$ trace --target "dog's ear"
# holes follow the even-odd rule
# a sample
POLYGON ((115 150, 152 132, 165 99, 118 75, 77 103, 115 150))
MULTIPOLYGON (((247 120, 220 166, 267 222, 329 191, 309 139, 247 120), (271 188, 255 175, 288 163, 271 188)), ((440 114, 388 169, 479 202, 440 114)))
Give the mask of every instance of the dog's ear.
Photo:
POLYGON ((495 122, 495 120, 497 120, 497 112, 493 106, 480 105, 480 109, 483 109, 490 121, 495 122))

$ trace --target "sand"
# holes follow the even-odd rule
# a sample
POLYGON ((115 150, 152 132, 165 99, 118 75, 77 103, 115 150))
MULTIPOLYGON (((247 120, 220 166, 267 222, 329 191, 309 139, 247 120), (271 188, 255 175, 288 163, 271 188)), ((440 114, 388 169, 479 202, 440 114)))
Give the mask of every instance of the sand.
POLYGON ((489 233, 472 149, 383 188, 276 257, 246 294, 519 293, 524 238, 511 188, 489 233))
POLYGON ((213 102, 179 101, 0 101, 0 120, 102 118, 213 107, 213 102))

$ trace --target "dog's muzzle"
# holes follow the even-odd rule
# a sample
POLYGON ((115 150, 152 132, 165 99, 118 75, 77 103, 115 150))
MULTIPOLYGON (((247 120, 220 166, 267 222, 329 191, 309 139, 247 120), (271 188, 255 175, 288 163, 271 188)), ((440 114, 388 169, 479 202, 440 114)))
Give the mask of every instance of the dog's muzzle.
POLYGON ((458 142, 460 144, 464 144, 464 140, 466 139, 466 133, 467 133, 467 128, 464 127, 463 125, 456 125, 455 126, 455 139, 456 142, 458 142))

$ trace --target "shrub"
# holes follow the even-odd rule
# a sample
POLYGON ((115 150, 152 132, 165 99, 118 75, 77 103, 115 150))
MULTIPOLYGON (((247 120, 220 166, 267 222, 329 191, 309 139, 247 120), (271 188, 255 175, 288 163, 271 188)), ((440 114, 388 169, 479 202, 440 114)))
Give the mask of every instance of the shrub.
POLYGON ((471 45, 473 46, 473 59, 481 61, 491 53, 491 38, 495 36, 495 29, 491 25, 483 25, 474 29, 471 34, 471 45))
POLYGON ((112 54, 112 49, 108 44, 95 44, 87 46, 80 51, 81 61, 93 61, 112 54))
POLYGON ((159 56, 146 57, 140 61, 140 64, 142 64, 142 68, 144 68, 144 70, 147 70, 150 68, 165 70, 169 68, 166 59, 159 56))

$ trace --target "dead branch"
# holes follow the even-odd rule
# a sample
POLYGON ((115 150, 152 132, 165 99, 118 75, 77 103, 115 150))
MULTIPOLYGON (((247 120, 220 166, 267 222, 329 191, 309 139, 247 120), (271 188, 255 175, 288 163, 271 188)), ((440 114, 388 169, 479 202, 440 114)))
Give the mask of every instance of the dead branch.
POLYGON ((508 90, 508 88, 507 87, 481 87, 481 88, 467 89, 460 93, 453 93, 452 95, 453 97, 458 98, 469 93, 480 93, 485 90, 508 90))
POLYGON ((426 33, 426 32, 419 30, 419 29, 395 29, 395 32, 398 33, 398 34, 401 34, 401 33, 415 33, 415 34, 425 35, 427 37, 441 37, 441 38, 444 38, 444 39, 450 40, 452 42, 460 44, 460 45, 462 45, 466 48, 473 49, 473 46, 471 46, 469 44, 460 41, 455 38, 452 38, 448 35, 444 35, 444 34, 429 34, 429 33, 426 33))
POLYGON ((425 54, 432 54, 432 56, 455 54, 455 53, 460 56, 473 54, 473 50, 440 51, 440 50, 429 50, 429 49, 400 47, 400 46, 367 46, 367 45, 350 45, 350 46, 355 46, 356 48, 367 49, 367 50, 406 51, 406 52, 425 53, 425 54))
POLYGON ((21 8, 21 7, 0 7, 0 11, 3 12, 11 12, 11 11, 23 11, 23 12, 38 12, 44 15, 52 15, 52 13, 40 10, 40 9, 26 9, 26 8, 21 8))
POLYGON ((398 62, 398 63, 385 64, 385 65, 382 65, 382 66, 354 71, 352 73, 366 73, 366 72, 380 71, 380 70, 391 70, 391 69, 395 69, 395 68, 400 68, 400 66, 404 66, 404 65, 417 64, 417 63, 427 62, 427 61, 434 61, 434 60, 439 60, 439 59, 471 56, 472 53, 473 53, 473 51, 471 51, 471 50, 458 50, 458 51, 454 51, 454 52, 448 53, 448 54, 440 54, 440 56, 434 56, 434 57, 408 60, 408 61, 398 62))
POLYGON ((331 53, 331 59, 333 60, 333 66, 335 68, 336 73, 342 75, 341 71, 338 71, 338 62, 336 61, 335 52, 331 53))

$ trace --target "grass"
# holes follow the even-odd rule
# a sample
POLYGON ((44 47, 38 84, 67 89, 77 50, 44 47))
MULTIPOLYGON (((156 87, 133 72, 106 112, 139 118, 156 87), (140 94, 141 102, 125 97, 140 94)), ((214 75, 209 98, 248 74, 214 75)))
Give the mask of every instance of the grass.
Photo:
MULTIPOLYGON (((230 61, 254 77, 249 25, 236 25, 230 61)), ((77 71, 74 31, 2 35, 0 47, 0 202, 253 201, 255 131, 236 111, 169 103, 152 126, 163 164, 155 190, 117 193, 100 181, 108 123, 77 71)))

▶ **STATED TASK**: Each line of the listing should be copied exactly.

▶ **CORRECT RESULT**:
$ trace --target "dog's ear"
# holes follow the even-odd rule
# a sample
POLYGON ((115 150, 152 132, 165 99, 118 75, 77 103, 115 150))
MULTIPOLYGON (((247 120, 220 166, 267 222, 329 191, 309 139, 247 120), (271 188, 255 175, 288 163, 271 188)), ((440 114, 388 169, 479 202, 440 114)))
Give the mask of every instance of the dog's ear.
Photo:
POLYGON ((495 122, 495 120, 497 120, 497 112, 493 106, 480 105, 480 109, 483 109, 490 121, 495 122))

$ trace --target "sand"
# holes follow the even-odd rule
# a sample
POLYGON ((115 150, 152 132, 165 99, 118 75, 77 103, 115 150))
MULTIPOLYGON (((247 120, 220 166, 267 222, 329 191, 309 139, 247 120), (271 188, 255 175, 288 163, 271 188)), ((440 114, 388 169, 479 202, 440 114)))
Give the mask of every instance of the sand.
POLYGON ((489 233, 472 149, 383 188, 276 257, 246 294, 519 293, 524 238, 511 188, 489 233))
POLYGON ((213 102, 179 101, 0 101, 0 120, 102 118, 213 107, 213 102))

$ trace --target "dog's muzzle"
# holes follow the even-odd rule
# a sample
POLYGON ((115 150, 152 132, 165 99, 118 75, 77 103, 115 150))
MULTIPOLYGON (((247 120, 220 166, 267 222, 329 191, 309 139, 247 120), (271 188, 255 175, 288 163, 271 188)), ((440 114, 388 169, 479 202, 440 114)))
Give the mask of every instance of the dog's muzzle.
POLYGON ((458 142, 460 144, 464 144, 464 140, 466 139, 466 133, 467 133, 467 128, 464 127, 463 125, 456 125, 455 126, 455 139, 456 142, 458 142))

$ trace --target "shrub"
# holes follow the even-odd rule
# a sample
POLYGON ((115 150, 152 132, 165 99, 118 75, 77 103, 115 150))
MULTIPOLYGON (((247 120, 220 166, 267 222, 329 191, 309 139, 247 120), (271 188, 255 175, 288 163, 271 188)), ((440 114, 388 169, 479 202, 440 114)))
Give the mask of every instance of the shrub.
POLYGON ((471 45, 473 46, 473 59, 481 61, 491 53, 491 38, 495 36, 495 29, 491 25, 483 25, 474 29, 471 34, 471 45))
POLYGON ((112 54, 112 49, 108 44, 95 44, 87 46, 80 51, 81 61, 93 61, 112 54))
POLYGON ((159 56, 146 57, 140 61, 140 64, 142 64, 142 68, 144 68, 144 70, 147 70, 150 68, 165 70, 169 68, 166 59, 159 56))

$ trace --target "dead branch"
# holes follow the even-odd rule
# a sample
POLYGON ((115 150, 152 132, 165 99, 118 75, 77 103, 115 150))
MULTIPOLYGON (((247 120, 220 166, 267 222, 329 191, 309 139, 247 120), (271 188, 255 175, 288 163, 271 188)), ((440 114, 388 169, 479 202, 440 114)))
Give the mask of every instance of the dead branch.
POLYGON ((508 90, 508 88, 507 87, 481 87, 481 88, 467 89, 460 93, 453 93, 452 95, 453 97, 458 98, 469 93, 480 93, 485 90, 508 90))
POLYGON ((426 33, 426 32, 419 30, 419 29, 395 29, 395 32, 398 33, 398 34, 401 34, 401 33, 415 33, 415 34, 425 35, 427 37, 441 37, 441 38, 444 38, 444 39, 450 40, 452 42, 460 44, 460 45, 462 45, 466 48, 473 49, 473 46, 471 46, 469 44, 460 41, 455 38, 452 38, 448 35, 444 35, 444 34, 429 34, 429 33, 426 33))
POLYGON ((425 54, 432 54, 432 56, 455 54, 455 53, 460 56, 473 54, 473 50, 440 51, 440 50, 429 50, 429 49, 400 47, 400 46, 367 46, 367 45, 350 45, 350 46, 355 46, 356 48, 367 49, 367 50, 406 51, 406 52, 425 53, 425 54))
POLYGON ((21 8, 21 7, 0 7, 0 11, 3 12, 11 12, 11 11, 23 11, 23 12, 38 12, 44 15, 52 15, 52 13, 40 10, 40 9, 26 9, 26 8, 21 8))
POLYGON ((398 62, 398 63, 385 64, 385 65, 382 65, 382 66, 354 71, 352 73, 366 73, 366 72, 380 71, 380 70, 391 70, 391 69, 395 69, 395 68, 400 68, 400 66, 404 66, 404 65, 417 64, 417 63, 427 62, 427 61, 434 61, 434 60, 439 60, 439 59, 471 56, 472 53, 473 53, 473 51, 471 51, 471 50, 458 50, 458 51, 454 51, 454 52, 448 53, 448 54, 440 54, 440 56, 434 56, 434 57, 408 60, 408 61, 398 62))
POLYGON ((331 53, 331 59, 333 60, 333 66, 335 68, 336 73, 342 75, 341 71, 338 71, 338 62, 336 61, 335 52, 331 53))

$ trace --target "grass"
# holes follow the even-odd rule
# a sample
POLYGON ((44 47, 38 84, 67 89, 77 50, 44 47))
MULTIPOLYGON (((156 87, 133 72, 106 112, 139 118, 156 87), (140 94, 141 102, 125 97, 140 94)), ((214 75, 209 98, 248 74, 214 75)))
Give the mask of every instance of the grass.
Photo:
MULTIPOLYGON (((230 61, 254 77, 249 25, 236 25, 230 61)), ((77 71, 74 31, 2 35, 0 47, 0 202, 253 201, 255 131, 236 111, 169 103, 152 126, 163 164, 155 190, 117 193, 100 181, 108 123, 77 71)))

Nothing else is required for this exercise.